Top of Records to process

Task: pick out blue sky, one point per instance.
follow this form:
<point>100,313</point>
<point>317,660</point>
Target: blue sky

Bottom of Records to process

Task prompt: What is the number of lines in these records that contain "blue"? Reply with the number only.

Written response: 2